Clout Atlas

Clout Atlas: The Self and Advocacy


“Our lives are not our own. We are bound to others, past and present, and by each crime and every kindness, we birth our future.”

When I first read Vibrant Matter in class I was struck by its description of the agency of matter I thought about two things. Chemistry and my favorite novel Cloud Atlas, from which the above quote originates. It’s our unacknowledged connection to all things chemically, physically, and holistically that drives the complexity and outcomes of our world. In our collective class musings and readings we have explored everything from affect to AI, law to land use (and misuse). And with every text we delve deeper into seeing that nothing ever really ends. Things can be created, things can be changed, things can be forgotten, but nothing is ever gone. Whether it’s nuclear waste, agricultural run off, or a lost life, everything has consequences.

_WRITTEN REQUEST 1_.
Repeat the stretch of the Clout Atlas post from "When I first" through "everything has consequences." word for word.
_WRITTEN REQUEST 2_.
Answer these questions from the Clout Atlas post, one line each:
(a) Which book did the writer first read in class?
(b) Which novel does the opening quote come from?
(c) Which three words describe our unacknowledged connection to all things?
_WRITTEN REQUEST 3_.
List every example the Clout Atlas post gives of things that have consequences.
The entries that follow the Clout Atlas post have nothing to do with it.

_LISTED RECORDS_.
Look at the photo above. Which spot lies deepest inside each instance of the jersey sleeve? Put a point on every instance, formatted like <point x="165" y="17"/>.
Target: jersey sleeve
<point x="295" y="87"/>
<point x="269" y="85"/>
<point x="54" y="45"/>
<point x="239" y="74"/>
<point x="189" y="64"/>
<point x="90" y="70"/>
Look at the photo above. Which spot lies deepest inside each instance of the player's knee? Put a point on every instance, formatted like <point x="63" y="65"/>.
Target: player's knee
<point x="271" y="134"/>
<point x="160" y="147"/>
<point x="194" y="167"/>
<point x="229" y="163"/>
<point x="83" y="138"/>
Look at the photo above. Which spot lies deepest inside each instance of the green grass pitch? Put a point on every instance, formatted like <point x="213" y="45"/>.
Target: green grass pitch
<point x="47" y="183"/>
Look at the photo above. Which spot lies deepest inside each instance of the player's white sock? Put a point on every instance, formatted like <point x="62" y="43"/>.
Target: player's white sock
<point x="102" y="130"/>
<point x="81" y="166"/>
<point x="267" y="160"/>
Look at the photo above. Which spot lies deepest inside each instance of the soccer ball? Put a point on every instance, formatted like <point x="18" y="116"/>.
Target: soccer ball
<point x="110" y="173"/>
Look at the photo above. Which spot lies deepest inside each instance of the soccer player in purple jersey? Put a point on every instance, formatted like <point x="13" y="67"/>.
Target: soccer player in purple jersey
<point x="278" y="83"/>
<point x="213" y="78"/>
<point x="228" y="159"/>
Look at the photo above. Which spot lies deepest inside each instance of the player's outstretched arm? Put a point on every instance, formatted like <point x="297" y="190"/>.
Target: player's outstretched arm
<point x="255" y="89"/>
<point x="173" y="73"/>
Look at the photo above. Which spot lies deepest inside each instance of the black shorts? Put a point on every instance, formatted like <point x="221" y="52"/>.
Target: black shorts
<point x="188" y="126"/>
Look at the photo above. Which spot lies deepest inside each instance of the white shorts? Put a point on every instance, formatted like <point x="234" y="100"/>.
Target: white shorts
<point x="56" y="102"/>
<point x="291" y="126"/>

_TASK SOLUTION 1_.
When I first read Vibrant Matter in class I was struck by its description of the agency of matter I thought about two things. Chemistry and my favorite novel Cloud Atlas, from which the above quote originates. It’s our unacknowledged connection to all things chemically, physically, and holistically that drives the complexity and outcomes of our world. In our collective class musings and readings we have explored everything from affect to AI, law to land use (and misuse). And with every text we delve deeper into seeing that nothing ever really ends. Things can be created, things can be changed, things can be forgotten, but nothing is ever gone. Whether it’s nuclear waste, agricultural run off, or a lost life, everything has consequences.

_TASK SOLUTION 2_.
(a) Vibrant Matter
(b) Cloud Atlas
(c) Chemically, physically, and holistically

_TASK SOLUTION 3_.
Nuclear waste
Agricultural run off
A lost life